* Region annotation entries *

★ ★ ★ ★ ★

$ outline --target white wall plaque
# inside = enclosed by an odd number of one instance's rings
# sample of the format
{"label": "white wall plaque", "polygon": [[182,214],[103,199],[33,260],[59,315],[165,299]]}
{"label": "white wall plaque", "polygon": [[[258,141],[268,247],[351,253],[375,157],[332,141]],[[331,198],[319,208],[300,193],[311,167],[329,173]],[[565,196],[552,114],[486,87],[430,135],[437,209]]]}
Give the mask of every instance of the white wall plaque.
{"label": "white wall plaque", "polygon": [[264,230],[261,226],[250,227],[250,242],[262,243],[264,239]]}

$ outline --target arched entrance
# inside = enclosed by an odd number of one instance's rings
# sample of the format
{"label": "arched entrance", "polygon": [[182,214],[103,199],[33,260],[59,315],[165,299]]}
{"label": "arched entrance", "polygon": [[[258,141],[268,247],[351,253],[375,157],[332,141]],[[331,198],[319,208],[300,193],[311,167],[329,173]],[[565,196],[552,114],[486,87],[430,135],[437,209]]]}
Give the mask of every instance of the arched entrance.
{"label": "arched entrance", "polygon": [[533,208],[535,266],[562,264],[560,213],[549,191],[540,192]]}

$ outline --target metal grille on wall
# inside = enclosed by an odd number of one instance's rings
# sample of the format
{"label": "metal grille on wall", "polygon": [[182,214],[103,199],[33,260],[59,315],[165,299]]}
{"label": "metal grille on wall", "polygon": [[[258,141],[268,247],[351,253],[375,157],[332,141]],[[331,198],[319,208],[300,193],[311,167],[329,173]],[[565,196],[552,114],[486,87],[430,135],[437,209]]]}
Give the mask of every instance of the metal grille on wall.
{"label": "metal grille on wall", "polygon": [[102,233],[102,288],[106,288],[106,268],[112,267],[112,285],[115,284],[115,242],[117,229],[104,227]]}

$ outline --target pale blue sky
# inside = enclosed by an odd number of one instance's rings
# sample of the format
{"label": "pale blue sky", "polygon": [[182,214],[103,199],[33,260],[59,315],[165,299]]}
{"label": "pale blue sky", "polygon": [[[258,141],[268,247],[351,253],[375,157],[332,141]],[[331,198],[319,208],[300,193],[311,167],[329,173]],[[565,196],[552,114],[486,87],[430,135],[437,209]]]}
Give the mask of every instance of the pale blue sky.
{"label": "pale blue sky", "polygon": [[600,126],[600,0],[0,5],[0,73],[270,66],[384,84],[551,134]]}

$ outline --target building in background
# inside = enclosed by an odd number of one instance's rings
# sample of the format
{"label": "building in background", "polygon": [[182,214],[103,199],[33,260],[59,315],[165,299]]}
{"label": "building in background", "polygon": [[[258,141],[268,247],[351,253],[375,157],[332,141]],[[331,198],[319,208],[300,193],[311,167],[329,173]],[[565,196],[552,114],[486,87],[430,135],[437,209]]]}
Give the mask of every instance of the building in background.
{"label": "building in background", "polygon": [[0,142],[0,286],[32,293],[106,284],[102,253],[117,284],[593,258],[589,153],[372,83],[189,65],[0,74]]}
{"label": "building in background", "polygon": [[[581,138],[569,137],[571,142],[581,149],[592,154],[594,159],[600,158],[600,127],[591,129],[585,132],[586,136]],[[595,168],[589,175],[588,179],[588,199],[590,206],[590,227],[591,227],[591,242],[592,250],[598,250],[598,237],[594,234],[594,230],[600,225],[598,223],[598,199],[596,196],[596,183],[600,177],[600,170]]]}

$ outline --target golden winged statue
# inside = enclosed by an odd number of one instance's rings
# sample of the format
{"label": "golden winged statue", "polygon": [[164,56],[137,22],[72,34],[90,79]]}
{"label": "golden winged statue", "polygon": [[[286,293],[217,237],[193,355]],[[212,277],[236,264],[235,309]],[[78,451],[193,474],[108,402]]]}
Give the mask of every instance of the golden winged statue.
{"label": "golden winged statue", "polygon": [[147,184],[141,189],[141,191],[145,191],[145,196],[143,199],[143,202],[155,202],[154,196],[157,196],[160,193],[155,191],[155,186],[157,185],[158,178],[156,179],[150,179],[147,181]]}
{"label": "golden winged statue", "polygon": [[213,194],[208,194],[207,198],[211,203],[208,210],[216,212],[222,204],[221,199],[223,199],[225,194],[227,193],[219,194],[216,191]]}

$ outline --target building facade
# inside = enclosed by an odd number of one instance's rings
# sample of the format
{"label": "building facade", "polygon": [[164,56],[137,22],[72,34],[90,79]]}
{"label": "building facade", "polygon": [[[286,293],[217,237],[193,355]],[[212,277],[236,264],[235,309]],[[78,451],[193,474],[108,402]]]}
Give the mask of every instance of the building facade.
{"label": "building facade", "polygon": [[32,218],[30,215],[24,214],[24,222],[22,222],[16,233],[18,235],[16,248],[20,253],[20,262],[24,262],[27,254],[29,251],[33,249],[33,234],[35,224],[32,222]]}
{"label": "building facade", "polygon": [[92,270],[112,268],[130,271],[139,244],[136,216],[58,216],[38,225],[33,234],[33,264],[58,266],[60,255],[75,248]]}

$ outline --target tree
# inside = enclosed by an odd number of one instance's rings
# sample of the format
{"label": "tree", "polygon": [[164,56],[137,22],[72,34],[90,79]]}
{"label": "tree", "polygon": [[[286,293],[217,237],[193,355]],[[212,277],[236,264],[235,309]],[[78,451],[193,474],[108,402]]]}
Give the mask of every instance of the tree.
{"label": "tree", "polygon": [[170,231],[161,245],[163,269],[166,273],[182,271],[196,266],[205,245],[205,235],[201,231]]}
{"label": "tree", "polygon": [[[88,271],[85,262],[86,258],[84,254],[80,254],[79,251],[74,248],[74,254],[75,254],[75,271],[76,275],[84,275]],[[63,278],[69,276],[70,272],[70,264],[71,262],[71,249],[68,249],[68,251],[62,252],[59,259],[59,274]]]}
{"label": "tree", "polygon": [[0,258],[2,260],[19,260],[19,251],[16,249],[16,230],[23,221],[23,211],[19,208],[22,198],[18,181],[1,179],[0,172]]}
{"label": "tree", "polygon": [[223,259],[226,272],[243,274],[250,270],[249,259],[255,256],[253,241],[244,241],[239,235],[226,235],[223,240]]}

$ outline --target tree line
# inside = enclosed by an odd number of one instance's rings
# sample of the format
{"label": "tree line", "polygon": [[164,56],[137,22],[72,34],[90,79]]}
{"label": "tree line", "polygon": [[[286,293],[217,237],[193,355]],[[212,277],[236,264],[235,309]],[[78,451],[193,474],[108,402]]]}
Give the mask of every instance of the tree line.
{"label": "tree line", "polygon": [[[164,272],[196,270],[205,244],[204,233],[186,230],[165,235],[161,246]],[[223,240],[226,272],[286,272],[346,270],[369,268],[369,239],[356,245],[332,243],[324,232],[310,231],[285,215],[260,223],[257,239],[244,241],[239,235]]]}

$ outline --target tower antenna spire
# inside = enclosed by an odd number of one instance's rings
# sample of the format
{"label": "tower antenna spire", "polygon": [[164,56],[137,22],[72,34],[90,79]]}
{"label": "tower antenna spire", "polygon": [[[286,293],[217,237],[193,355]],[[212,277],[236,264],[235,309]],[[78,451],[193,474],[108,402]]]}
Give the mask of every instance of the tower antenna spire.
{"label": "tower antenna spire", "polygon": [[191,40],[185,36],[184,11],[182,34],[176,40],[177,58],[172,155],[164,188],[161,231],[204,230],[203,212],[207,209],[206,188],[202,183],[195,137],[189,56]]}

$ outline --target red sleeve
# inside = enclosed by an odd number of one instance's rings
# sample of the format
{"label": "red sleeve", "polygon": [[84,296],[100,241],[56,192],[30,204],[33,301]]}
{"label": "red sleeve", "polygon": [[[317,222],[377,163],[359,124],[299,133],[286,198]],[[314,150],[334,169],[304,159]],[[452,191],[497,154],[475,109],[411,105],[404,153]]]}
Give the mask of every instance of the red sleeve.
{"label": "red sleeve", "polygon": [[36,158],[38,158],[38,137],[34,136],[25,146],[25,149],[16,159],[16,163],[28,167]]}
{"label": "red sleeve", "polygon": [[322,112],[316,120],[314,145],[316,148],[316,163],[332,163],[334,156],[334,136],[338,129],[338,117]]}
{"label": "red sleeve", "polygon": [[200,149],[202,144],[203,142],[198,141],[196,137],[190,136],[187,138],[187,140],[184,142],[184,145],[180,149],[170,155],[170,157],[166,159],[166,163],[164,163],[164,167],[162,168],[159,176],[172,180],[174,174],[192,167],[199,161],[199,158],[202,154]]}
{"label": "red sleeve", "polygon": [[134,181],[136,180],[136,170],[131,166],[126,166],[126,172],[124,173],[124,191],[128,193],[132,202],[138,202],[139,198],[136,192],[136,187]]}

★ ★ ★ ★ ★

* EXERCISE REQUIREMENTS *
Please rewrite the stretch from the start of the material through the line containing "Give the mask of every instance of the white" as a Markdown table with the columns Row and Line. Number each line and leave out any blank ones.

* SOLVED EXERCISE *
| Row | Line |
|---|---|
| 1 | $ outline --target white wall plaque |
| 2 | # inside = enclosed by an odd number of one instance's rings |
| 3 | # sample of the format |
| 4 | {"label": "white wall plaque", "polygon": [[182,214],[103,199],[33,260],[59,315],[165,299]]} |
| 5 | {"label": "white wall plaque", "polygon": [[[258,141],[268,247],[351,253],[375,157],[332,141]],[[331,198],[319,208],[300,193],[311,167],[329,173]],[[565,196],[552,114],[486,87],[430,135],[437,209]]]} |
| 6 | Give the mask of every instance of the white wall plaque. |